# EXTRACT
....
You essentially have two or three possibilities.
Directly forecast high quantiles of your unknown future distribution. There are more and more papers on this. I'll attach some below.
Regarding your question, you can assess the quality of quantile forecasts using hinge loss functions, which are also used in quantile regression. Take a look at the papers by Ehm et al. (2016) and Gneiting (2011) below.
Forecast some central tendency, e.g., the conditional expectation, plus higher moments as necessary, and combine these with an appropriate distributional assumption to obtain quantiles or safety amounts. For instance, you could forecast the conditional mean and the conditional variance and use a normal or negative-binomial distribution to set target service levels.
In this case, you can use a forecast accuracy KPI that is consistent with the measure of central tendency you are forecasting for. For instance, if you try to forecast the conditional expectation, you can assess it using the MSE. Or you could forecast the conditional median and assess this using the MAE, wMAPE or MASE. See Kolassa (2019) on why this sounds so complicated. And you will still need to assess whether your forecasts of higher moments (e.g., the variance) are correct. Probably best to directly evaluate the quantiles this approach yields by the methods discussed above.
Forecast full predictive densities, from which you can derive all quantiles you need. This is what I argue for in Kolassa (2016).
....
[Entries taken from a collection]
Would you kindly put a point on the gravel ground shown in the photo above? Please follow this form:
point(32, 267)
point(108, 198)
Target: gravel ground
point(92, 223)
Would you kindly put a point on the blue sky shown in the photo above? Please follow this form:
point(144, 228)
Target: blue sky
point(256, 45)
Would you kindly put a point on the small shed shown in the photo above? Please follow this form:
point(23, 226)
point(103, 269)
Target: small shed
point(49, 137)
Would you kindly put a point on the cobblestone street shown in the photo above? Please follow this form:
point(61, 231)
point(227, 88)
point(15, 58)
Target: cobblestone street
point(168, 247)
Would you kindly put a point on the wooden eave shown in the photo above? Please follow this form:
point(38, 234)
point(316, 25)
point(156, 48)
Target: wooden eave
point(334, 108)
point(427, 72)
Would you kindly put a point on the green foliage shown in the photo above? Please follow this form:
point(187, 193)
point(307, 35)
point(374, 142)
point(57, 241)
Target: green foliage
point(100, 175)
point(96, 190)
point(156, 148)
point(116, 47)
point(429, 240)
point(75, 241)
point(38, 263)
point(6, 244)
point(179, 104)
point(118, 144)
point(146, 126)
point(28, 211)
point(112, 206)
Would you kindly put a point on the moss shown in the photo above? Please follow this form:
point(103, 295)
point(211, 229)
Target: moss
....
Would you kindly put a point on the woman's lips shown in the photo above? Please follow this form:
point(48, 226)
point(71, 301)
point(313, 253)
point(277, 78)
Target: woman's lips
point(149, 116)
....
# TASK DESCRIPTION
Which works, by author and year, does the text on forecasting quantiles cite?

# TASK SOLUTION
Ehm et al. (2016)
Gneiting (2011)
Kolassa (2019)
Kolassa (2016)